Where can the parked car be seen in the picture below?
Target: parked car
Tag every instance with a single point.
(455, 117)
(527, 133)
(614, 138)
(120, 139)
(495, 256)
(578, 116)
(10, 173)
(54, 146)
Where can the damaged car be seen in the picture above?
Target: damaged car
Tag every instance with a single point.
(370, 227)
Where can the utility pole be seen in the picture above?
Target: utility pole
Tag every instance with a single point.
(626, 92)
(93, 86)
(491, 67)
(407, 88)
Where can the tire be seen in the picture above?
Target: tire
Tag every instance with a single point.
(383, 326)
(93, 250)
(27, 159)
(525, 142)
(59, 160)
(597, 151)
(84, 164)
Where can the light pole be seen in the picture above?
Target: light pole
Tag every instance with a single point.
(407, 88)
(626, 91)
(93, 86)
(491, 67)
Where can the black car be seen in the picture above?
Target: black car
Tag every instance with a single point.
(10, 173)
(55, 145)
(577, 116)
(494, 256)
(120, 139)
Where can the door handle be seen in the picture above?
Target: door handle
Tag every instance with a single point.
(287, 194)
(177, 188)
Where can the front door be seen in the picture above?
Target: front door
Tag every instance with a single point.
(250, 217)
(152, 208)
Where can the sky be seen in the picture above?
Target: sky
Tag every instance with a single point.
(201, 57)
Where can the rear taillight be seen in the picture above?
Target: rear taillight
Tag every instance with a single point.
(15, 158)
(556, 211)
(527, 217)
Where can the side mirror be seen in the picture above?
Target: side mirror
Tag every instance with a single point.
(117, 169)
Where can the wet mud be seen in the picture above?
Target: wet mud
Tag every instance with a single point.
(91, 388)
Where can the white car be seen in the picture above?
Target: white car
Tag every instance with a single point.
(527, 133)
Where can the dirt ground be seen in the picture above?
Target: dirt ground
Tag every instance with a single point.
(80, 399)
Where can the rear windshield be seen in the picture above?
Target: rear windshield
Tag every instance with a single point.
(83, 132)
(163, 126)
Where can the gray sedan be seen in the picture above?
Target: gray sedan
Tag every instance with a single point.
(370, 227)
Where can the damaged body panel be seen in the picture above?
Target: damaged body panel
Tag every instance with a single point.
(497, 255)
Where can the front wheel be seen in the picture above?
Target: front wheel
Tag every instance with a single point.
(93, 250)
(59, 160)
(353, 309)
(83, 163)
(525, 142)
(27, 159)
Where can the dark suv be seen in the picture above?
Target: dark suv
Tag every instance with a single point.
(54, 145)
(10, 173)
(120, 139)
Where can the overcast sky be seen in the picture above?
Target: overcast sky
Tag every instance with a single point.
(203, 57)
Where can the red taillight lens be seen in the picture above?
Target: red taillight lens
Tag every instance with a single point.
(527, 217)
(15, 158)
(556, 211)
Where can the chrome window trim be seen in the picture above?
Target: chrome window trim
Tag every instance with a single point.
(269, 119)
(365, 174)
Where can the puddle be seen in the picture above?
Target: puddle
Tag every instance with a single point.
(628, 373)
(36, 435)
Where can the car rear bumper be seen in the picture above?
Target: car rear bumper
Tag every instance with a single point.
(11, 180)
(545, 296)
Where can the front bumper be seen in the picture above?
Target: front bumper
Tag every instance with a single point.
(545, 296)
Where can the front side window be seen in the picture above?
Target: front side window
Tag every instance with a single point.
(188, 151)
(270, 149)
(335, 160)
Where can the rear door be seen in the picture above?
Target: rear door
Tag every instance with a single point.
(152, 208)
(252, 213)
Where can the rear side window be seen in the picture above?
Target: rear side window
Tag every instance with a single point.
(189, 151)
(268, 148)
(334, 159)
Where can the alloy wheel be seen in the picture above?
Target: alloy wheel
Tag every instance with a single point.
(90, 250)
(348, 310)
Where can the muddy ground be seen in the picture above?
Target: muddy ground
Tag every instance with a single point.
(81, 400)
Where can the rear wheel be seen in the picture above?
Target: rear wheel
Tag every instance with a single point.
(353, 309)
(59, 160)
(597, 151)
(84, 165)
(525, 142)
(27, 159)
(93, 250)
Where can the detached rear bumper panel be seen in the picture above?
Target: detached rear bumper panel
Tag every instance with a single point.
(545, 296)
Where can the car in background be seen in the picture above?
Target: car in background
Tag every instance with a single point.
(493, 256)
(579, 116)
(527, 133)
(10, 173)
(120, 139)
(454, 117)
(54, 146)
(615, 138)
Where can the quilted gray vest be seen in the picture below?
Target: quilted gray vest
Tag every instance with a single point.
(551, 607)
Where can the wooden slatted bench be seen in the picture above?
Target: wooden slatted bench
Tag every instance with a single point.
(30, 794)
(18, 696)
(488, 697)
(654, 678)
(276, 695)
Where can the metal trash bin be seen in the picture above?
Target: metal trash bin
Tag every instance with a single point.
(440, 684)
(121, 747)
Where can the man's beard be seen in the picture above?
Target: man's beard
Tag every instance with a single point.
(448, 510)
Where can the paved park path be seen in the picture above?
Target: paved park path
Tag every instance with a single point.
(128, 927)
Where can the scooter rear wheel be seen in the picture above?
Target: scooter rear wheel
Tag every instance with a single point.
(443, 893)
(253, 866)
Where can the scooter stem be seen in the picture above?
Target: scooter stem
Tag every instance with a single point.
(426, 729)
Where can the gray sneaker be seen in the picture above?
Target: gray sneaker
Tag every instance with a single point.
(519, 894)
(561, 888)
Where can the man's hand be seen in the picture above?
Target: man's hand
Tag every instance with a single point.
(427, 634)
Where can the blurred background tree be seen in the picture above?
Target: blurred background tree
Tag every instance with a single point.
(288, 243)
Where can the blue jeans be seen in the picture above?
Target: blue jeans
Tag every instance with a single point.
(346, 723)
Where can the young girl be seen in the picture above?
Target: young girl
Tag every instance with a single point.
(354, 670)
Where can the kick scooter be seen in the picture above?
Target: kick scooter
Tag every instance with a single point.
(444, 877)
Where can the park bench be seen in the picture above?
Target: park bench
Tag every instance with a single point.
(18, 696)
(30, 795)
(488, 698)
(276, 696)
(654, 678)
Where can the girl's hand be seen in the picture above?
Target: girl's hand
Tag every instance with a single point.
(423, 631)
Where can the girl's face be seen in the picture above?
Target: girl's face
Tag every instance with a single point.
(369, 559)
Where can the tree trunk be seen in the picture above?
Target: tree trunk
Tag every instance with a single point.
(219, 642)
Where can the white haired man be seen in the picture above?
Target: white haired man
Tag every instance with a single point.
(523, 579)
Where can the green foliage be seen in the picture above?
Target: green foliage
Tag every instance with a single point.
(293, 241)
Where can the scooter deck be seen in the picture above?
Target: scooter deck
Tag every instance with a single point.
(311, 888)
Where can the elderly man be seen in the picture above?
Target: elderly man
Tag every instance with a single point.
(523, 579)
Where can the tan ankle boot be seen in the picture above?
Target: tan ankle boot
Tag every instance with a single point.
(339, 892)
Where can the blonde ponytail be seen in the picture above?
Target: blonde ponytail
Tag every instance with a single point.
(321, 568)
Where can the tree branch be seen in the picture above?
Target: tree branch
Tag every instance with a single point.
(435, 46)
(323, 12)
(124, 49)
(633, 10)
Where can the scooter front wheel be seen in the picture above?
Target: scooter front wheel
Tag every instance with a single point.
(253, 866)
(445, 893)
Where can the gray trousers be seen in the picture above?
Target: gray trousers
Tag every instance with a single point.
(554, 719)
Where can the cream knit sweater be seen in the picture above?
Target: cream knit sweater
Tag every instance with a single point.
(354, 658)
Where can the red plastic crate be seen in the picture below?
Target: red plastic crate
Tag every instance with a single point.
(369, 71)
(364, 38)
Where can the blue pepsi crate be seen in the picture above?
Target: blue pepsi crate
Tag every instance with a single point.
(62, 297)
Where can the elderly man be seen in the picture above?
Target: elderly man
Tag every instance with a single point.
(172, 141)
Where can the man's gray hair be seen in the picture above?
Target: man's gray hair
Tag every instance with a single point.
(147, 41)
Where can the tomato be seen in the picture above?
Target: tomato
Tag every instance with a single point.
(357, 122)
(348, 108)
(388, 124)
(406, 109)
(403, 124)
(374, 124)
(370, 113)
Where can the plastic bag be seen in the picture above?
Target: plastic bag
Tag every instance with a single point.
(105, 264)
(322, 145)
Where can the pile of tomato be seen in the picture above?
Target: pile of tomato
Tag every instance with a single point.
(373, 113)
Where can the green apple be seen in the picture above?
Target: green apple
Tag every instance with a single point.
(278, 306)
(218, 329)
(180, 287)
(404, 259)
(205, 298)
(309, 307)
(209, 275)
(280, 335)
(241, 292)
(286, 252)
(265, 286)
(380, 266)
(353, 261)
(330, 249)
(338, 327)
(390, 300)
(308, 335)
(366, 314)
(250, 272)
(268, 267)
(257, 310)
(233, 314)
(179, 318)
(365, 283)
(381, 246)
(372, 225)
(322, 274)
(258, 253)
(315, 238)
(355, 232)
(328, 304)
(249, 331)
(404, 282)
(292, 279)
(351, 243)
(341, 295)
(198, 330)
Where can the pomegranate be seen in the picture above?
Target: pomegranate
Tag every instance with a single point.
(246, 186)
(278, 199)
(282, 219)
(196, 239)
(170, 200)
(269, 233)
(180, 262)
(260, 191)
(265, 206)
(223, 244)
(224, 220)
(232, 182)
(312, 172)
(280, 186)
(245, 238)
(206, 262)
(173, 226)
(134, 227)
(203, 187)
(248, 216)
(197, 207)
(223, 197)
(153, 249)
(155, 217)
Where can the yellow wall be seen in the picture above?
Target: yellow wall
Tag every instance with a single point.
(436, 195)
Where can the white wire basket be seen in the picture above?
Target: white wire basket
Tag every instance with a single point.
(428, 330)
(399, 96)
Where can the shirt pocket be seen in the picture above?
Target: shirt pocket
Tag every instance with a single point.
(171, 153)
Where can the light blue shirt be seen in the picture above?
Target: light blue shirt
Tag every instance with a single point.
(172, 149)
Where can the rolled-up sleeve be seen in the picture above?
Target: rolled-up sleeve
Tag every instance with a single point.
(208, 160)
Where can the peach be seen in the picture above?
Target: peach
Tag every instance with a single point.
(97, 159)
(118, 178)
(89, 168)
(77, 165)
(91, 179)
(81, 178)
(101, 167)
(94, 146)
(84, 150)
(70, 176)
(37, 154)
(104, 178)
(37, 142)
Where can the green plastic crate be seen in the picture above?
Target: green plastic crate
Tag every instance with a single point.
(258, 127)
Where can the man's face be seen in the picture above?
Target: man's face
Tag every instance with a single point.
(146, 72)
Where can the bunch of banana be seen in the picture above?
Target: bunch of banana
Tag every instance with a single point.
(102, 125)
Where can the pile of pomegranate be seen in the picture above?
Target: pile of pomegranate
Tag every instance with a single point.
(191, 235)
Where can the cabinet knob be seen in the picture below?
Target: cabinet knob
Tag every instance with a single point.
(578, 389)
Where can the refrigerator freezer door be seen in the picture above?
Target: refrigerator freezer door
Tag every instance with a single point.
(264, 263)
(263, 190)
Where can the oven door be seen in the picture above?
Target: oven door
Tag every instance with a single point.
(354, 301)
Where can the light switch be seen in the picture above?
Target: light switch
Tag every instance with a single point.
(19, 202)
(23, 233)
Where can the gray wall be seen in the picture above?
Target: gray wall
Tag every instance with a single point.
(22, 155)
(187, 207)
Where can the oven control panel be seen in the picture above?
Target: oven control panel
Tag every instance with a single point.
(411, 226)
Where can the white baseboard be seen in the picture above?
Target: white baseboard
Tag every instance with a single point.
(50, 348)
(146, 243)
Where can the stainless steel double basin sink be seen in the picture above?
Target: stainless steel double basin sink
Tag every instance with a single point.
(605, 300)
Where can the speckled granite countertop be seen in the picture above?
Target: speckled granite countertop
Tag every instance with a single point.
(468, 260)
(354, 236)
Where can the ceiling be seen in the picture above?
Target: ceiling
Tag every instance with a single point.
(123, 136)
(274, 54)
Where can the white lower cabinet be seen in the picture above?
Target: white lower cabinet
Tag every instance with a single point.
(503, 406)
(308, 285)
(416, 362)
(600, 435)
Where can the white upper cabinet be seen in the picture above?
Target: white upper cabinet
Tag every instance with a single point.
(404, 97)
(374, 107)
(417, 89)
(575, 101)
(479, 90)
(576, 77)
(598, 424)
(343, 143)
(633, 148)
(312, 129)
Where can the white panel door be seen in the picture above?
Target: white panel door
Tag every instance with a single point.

○ ○ ○

Copy out exactly the lines running from the line with "Where can the cabinet" to the end of the records, inclusive.

_Reply to the task_.
Where can the cabinet knob be seen in the picture below?
Target: cabinet knob
Tag every instance with a single point.
(578, 389)
Where can the refrigerator freezer door be seen in the picture above?
Target: refrigerator freezer door
Tag every instance with a single point.
(264, 263)
(263, 190)
Where can the oven door be seen in the picture above?
Target: oven door
Tag every instance with a single point.
(354, 301)
Where can the light switch be seen in the picture above?
Target: light switch
Tag every instance with a single point.
(19, 202)
(23, 233)
Where can the gray wall be seen in the picture above?
Target: gray wall
Tag every instance with a single point.
(22, 155)
(187, 207)
Where can the oven control panel be seen in the picture above?
Target: oven control panel
Tag every instance with a single point.
(411, 226)
Where can the white baseboard be seen in the picture above?
Target: white baseboard
Tag every instance with a single point.
(50, 348)
(146, 243)
Where can the stainless steel double basin sink be seen in the picture above?
Target: stainless steel double basin sink
Tag every instance with a single point.
(605, 300)
Where can the speckled granite countertop be seen in the picture above?
Target: speckled granite countertop
Tag every instance with a single point.
(468, 260)
(354, 236)
Where can the ceiling be seen in the picture above?
Target: ceiling
Tag every instance with a single point.
(123, 136)
(274, 54)
Where can the white lower cabinet be seen in the picture above?
Target: white lower cabinet
Tag every instance with a single point.
(503, 406)
(308, 285)
(416, 362)
(600, 435)
Where can the white upper cabinet be seen in the picture above?
Target: white upper cabinet
Tag every instance with a single point.
(404, 97)
(374, 107)
(417, 89)
(575, 101)
(479, 90)
(576, 77)
(598, 424)
(343, 143)
(633, 148)
(312, 129)
Where can the white panel door be seen in the picture above?
Target: white panel door
Tag every instance with a single point.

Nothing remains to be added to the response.